Written instruction:
Reproduce all of the data below word for word.
______
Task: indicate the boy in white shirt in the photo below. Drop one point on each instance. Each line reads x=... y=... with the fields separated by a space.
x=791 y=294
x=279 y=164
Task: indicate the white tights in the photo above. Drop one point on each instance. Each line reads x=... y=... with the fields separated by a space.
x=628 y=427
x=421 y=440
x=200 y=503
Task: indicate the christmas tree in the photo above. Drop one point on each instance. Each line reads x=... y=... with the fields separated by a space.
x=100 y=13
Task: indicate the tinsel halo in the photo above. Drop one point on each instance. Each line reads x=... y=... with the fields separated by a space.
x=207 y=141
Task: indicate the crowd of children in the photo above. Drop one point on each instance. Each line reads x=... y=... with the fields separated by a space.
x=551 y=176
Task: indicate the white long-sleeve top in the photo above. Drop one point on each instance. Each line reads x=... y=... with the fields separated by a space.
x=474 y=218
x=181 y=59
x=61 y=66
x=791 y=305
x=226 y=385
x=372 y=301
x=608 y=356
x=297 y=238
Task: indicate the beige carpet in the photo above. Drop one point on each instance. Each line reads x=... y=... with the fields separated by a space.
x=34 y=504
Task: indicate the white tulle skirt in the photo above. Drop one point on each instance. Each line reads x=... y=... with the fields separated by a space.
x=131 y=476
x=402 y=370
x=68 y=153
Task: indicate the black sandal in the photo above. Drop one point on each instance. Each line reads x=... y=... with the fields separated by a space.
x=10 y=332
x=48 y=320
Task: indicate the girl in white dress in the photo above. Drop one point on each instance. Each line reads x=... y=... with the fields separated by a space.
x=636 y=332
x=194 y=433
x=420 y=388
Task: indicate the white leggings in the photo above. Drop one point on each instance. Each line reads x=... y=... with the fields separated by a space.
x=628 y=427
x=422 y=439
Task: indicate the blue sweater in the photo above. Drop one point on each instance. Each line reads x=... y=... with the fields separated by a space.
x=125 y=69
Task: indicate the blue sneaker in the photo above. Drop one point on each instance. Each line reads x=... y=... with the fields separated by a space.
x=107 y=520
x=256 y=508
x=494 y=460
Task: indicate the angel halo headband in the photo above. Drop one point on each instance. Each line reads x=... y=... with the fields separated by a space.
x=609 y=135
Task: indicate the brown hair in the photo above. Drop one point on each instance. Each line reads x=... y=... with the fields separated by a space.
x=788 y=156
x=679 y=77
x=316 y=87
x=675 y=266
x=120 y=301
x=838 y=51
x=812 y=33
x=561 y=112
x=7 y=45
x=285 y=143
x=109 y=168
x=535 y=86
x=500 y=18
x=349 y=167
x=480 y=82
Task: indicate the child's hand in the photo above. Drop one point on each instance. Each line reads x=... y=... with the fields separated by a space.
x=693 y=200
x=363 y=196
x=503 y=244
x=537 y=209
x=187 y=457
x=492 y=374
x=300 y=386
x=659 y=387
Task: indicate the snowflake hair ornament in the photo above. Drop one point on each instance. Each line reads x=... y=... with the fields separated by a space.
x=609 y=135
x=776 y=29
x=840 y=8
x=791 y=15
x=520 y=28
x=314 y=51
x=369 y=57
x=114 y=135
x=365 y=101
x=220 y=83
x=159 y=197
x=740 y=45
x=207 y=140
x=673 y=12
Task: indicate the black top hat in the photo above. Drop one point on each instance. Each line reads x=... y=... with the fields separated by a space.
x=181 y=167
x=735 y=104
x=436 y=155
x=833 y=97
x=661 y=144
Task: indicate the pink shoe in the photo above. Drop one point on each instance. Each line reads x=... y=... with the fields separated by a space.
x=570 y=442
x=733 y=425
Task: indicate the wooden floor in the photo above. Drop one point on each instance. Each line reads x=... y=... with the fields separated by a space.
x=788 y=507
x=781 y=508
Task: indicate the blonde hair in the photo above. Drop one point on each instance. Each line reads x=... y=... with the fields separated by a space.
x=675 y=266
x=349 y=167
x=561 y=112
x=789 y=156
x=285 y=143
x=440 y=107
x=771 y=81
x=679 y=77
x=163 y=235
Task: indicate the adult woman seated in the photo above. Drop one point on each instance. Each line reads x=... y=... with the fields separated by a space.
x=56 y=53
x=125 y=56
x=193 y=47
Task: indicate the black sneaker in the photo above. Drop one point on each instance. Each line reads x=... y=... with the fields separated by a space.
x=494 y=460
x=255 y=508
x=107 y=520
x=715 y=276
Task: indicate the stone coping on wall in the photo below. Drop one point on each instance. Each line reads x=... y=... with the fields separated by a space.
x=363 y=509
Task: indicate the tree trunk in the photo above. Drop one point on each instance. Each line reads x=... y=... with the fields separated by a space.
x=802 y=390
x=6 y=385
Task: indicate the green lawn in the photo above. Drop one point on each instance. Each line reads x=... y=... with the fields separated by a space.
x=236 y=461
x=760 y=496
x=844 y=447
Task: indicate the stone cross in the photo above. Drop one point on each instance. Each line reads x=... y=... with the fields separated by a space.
______
Worked answer:
Task: indicate the boy in white shirt in the photo below. Drop one point on each instance. Each line reads x=... y=... with the fields separated by a space.
x=791 y=294
x=279 y=164
Task: indicate the white tights in the photo above. Drop one point on each instance. Each line reads x=... y=... with the fields separated by a space.
x=628 y=427
x=421 y=440
x=200 y=503
Task: indicate the christmas tree in the photo above. Drop one point on each instance. Each line reads x=... y=... with the fields separated by a space.
x=100 y=13
Task: indicate the tinsel halo in the photo above. Drop one point on each instance. Each line reads x=... y=... with the fields separated by a space.
x=207 y=141
Task: indicate the crowd of children in the photo above. Drop one point on each instance. Each line reads x=... y=... with the fields separated by a space.
x=551 y=176
Task: indicate the white long-sleeve top in the photo above. Drop one point on each instance. Each line reads x=... y=... with the fields separated by a space.
x=474 y=218
x=181 y=59
x=61 y=66
x=791 y=305
x=226 y=385
x=372 y=301
x=608 y=356
x=297 y=238
Task: indicate the beige carpet in the photo above. Drop one point on each instance. Each line reads x=... y=... with the fields separated by a space.
x=34 y=504
Task: indicate the white tulle skirt in the photo above. Drop one point on each instance. Each line reads x=... y=... with the fields separated by a space.
x=131 y=476
x=402 y=370
x=68 y=153
Task: indicate the black sandal in the photo above. Drop one point on each instance. Each line reads x=... y=... with the fields separated by a space.
x=10 y=332
x=48 y=320
Task: indicate the girl in white dress in the photo above. Drop one point on each instance. Each line reads x=... y=... with the fields separated by a space.
x=636 y=332
x=194 y=433
x=420 y=388
Task: indicate the white leggings in the photo above. Drop one point on each instance. Each line reads x=... y=... with the fields separated by a space.
x=628 y=427
x=422 y=439
Task: indicate the blue sweater in the photo above. Drop one point on each instance. Each line reads x=... y=... with the fields separated by a space.
x=125 y=69
Task: indicate the blue sneaker in the photo above. Drop one point on each instance. Each line reads x=... y=... with the fields separated by a space.
x=107 y=520
x=256 y=508
x=494 y=460
Task: indicate the angel halo headband in the photo above. Drop one point on each instance. Each line reads x=... y=... with the fields separated by a space.
x=609 y=135
Task: indicate the brown hair in the photo above. Drop one point on each instance. Each line reads x=... y=... with the fields separated by a space.
x=788 y=156
x=679 y=77
x=316 y=87
x=675 y=266
x=120 y=301
x=838 y=51
x=812 y=33
x=561 y=112
x=7 y=45
x=285 y=143
x=109 y=168
x=535 y=86
x=500 y=18
x=349 y=167
x=480 y=82
Task: indicate the child's hand in the photo above. Drop one point on each instance. Each line reads x=... y=... with the fields separated by a space.
x=693 y=200
x=363 y=196
x=503 y=244
x=537 y=209
x=187 y=457
x=492 y=374
x=300 y=386
x=659 y=387
Task: indicate the snowflake hair ornament in the photo above. Drop one point on each instance. Each line reads x=... y=... with the fields separated by a space.
x=609 y=135
x=776 y=29
x=840 y=8
x=791 y=15
x=520 y=28
x=314 y=51
x=369 y=57
x=114 y=135
x=365 y=101
x=220 y=83
x=159 y=197
x=740 y=45
x=207 y=140
x=673 y=12
Task: indicate the black top hat in the photo above. Drop one point on each instance. Each line reads x=... y=... with the fields separated by a space.
x=181 y=167
x=735 y=104
x=436 y=155
x=833 y=97
x=661 y=144
Task: indicate the pink shoe in the photo above. Drop one point on each instance. Each line reads x=... y=... with the fields separated by a space.
x=570 y=442
x=733 y=425
Task: indicate the wooden floor in the photo above. Drop one point on each instance. Each line reads x=... y=... with the fields separated by a space.
x=788 y=507
x=781 y=508
Task: indicate the blonde hair in the photo above. Drop one point on each instance. Each line reads x=... y=... with the fields separated by a space.
x=675 y=266
x=349 y=167
x=561 y=112
x=789 y=156
x=285 y=143
x=440 y=107
x=771 y=81
x=679 y=77
x=163 y=235
Task: indicate the adult woman seated in the photo above. Drop one point on each instance. Each line reads x=... y=... with the fields separated by a space.
x=56 y=53
x=125 y=56
x=193 y=47
Task: indicate the black sneaker in the photo above. Drop one point on each instance. Each line reads x=... y=... with the fields separated by a space.
x=494 y=460
x=255 y=508
x=107 y=520
x=715 y=276
Task: indicate the stone coping on wall in the photo below. Drop one point on each instance. Each line reads x=... y=... with the fields separated by a space.
x=363 y=509
Task: indicate the tree trunk in the photo above. Drop one point on each instance. Each line reads x=... y=... with the fields separated by a space.
x=802 y=390
x=6 y=385
Task: indicate the green lawn in the photo above. Drop one point on each instance. Each line reads x=... y=... with the fields separated by a space.
x=236 y=461
x=760 y=496
x=844 y=447
Task: indicate the stone cross in the photo above. Drop one point on each instance. Each line reads x=... y=... with the fields separated by a space.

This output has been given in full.